> **Set problem**: Reproduce every one of the entries below word for word, leaving out the pictures.

> **Excerpted records**:
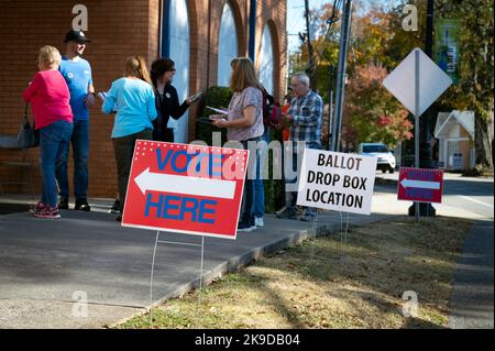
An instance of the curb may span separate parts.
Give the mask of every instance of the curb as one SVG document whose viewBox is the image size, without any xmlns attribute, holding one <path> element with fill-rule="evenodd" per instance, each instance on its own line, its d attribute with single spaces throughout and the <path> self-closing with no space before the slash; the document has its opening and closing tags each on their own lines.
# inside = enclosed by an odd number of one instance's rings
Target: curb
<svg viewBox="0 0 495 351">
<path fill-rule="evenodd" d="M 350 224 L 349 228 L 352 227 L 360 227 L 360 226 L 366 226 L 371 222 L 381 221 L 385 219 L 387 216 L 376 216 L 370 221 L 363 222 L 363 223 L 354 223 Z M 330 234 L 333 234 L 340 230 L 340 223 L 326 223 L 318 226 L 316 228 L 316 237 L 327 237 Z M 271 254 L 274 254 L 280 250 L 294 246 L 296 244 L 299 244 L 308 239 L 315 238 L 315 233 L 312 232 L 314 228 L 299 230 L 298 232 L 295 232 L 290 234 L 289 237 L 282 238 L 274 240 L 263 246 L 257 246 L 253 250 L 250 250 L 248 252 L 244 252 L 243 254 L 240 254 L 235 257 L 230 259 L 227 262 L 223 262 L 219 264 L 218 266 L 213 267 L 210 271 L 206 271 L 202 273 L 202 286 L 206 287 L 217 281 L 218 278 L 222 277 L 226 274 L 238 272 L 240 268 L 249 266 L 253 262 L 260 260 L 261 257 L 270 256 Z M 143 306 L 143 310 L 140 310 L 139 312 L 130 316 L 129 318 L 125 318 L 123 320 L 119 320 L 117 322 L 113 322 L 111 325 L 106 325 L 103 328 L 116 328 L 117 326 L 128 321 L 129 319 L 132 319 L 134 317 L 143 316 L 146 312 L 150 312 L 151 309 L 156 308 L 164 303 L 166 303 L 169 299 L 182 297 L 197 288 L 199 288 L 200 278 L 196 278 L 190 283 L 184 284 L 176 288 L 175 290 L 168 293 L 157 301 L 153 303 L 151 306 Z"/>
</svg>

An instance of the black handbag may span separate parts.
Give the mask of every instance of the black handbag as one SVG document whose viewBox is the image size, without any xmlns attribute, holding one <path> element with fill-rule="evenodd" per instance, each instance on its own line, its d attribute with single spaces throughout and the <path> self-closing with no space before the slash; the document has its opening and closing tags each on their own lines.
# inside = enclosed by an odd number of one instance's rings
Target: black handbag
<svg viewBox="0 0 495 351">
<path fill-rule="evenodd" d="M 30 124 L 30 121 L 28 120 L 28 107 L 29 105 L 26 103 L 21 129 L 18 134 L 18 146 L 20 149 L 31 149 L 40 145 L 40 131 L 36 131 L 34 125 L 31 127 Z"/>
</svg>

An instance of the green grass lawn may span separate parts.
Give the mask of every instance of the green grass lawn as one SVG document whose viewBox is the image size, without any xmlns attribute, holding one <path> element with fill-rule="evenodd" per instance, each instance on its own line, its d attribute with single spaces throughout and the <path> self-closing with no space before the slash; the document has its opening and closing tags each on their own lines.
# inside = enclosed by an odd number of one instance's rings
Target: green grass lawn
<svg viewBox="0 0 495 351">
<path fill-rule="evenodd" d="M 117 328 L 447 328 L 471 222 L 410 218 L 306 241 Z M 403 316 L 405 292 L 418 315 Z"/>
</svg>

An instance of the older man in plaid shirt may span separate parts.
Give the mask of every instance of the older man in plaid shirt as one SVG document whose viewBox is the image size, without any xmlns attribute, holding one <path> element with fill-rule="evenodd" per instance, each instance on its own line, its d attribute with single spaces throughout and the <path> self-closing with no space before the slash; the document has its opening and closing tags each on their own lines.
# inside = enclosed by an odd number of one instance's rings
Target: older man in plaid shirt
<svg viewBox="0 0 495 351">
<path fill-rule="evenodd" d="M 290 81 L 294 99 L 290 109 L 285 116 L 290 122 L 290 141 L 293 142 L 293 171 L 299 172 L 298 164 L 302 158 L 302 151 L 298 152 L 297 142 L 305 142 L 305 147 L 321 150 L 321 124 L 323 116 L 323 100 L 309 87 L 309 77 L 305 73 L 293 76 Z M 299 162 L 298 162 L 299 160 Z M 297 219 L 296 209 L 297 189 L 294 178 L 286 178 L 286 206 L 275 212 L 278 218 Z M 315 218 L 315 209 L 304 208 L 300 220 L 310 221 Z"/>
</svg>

> **Result of this exercise**:
An instance of the curb may span separate parts.
Give the mask of every instance of the curb as one SVG document whose viewBox is the image size, without any xmlns attribute, holding one <path> element with fill-rule="evenodd" per instance, each instance on its own line, its d attribute with single spaces throughout and the <path> self-closing with no space before the slash; the document has its opening and closing tags each on their own lines.
# inside = enclosed by an odd number of one instance's rings
Target: curb
<svg viewBox="0 0 495 351">
<path fill-rule="evenodd" d="M 350 224 L 349 228 L 352 227 L 360 227 L 360 226 L 366 226 L 371 222 L 381 221 L 385 219 L 387 216 L 376 216 L 370 221 L 363 222 L 363 223 L 354 223 Z M 330 234 L 333 234 L 340 230 L 340 223 L 326 223 L 318 226 L 316 228 L 316 237 L 327 237 Z M 271 254 L 274 254 L 280 250 L 294 246 L 296 244 L 299 244 L 308 239 L 315 238 L 315 233 L 312 232 L 314 228 L 299 230 L 298 232 L 295 232 L 290 234 L 289 237 L 282 238 L 274 240 L 263 246 L 257 246 L 253 250 L 250 250 L 248 252 L 244 252 L 243 254 L 240 254 L 235 257 L 230 259 L 227 262 L 223 262 L 219 264 L 218 266 L 213 267 L 210 271 L 206 271 L 202 273 L 202 286 L 206 287 L 217 281 L 218 278 L 222 277 L 226 274 L 238 272 L 240 268 L 249 266 L 253 262 L 260 260 L 261 257 L 270 256 Z M 143 306 L 143 310 L 140 310 L 139 312 L 130 316 L 129 318 L 125 318 L 123 320 L 119 320 L 117 322 L 113 322 L 111 325 L 106 325 L 103 328 L 116 328 L 117 326 L 128 321 L 129 319 L 132 319 L 134 317 L 143 316 L 146 312 L 150 312 L 151 309 L 156 308 L 164 303 L 166 303 L 169 299 L 182 297 L 197 288 L 199 288 L 200 278 L 196 278 L 190 283 L 184 284 L 176 288 L 175 290 L 168 293 L 157 301 L 153 303 L 151 306 Z"/>
</svg>

An instance of the black handbag may span separate parts.
Give the mask of every instance of the black handbag as one SVG document whose viewBox is the image size, without any xmlns attribute, holding one <path> element with fill-rule="evenodd" per instance, each instance on its own line, its d attribute with single spaces throughout and the <path> self-closing with no space before the slash; the document has its opening and closing tags each on their own lines.
# inside = enclosed by an odd number of one instance's rings
Target: black handbag
<svg viewBox="0 0 495 351">
<path fill-rule="evenodd" d="M 30 124 L 30 121 L 28 120 L 28 107 L 29 105 L 26 103 L 21 129 L 18 134 L 18 146 L 20 149 L 31 149 L 40 145 L 40 131 L 36 131 L 34 125 L 31 127 Z"/>
</svg>

An instance of the green grass lawn may span separate parts.
Give the mask of every instance of the green grass lawn as one SVG document whose viewBox is the image size, without any xmlns attribute, holding one <path> element with fill-rule="evenodd" per instance, each instance on its own line, its d attribute with single spaces throughout and the <path> self-closing with no space before the slash; the document has its opening and closing tags each on their own lines.
# inside = enclosed by an odd number of one instance's rings
Target: green grass lawn
<svg viewBox="0 0 495 351">
<path fill-rule="evenodd" d="M 117 328 L 447 328 L 471 222 L 410 218 L 306 241 Z M 403 316 L 405 292 L 418 315 Z"/>
</svg>

An instance of the older man in plaid shirt may span separate parts.
Give the mask of every instance of the older man in plaid shirt as one SVG document whose viewBox is the image size, without any xmlns attribute, holding one <path> element with fill-rule="evenodd" per instance, each instance on its own line, its d attribute with single spaces throughout and the <path> self-closing with no space before the slash; the document has its opening and closing tags each on their own lines.
# inside = enclosed by an odd number of one instance's rings
Target: older man in plaid shirt
<svg viewBox="0 0 495 351">
<path fill-rule="evenodd" d="M 290 81 L 294 99 L 290 109 L 285 116 L 290 122 L 290 141 L 293 142 L 293 171 L 299 172 L 298 164 L 302 158 L 302 151 L 298 152 L 297 142 L 305 142 L 305 147 L 321 150 L 321 124 L 323 116 L 323 100 L 309 87 L 309 77 L 305 73 L 293 76 Z M 299 162 L 298 162 L 299 160 Z M 297 219 L 296 209 L 297 189 L 294 178 L 286 178 L 286 206 L 275 212 L 278 218 Z M 315 218 L 315 209 L 304 208 L 300 220 L 310 221 Z"/>
</svg>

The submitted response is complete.